--- Entries for pointing to labeled objects ---
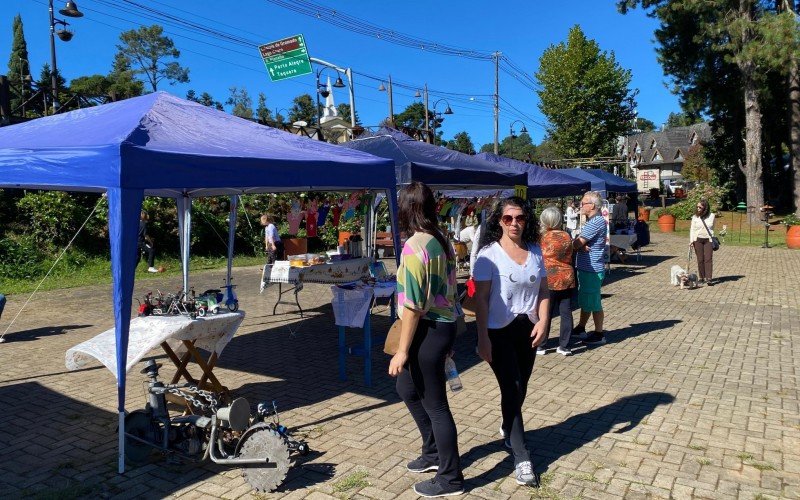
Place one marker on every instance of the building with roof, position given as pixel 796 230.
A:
pixel 657 156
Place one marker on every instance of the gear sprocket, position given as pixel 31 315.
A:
pixel 262 442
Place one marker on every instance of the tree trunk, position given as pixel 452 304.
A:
pixel 752 169
pixel 794 147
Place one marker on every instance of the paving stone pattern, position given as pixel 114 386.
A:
pixel 694 396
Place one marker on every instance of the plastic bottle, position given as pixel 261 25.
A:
pixel 451 374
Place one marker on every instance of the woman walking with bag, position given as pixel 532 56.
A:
pixel 512 315
pixel 426 295
pixel 700 234
pixel 557 253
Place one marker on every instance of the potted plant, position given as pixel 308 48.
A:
pixel 666 221
pixel 792 222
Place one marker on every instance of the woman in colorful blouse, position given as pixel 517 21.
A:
pixel 512 312
pixel 557 252
pixel 426 295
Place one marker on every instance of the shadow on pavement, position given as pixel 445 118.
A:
pixel 38 333
pixel 555 441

--- Task details ---
Reproduce the lines of the items word for word, beginning at the line that contains "Place one marker on every instance of the shadow" and stopping after the last line of the items.

--- Written response ---
Place one marker on every instance of the shadow on pavement, position given as pixel 445 118.
A:
pixel 38 333
pixel 555 441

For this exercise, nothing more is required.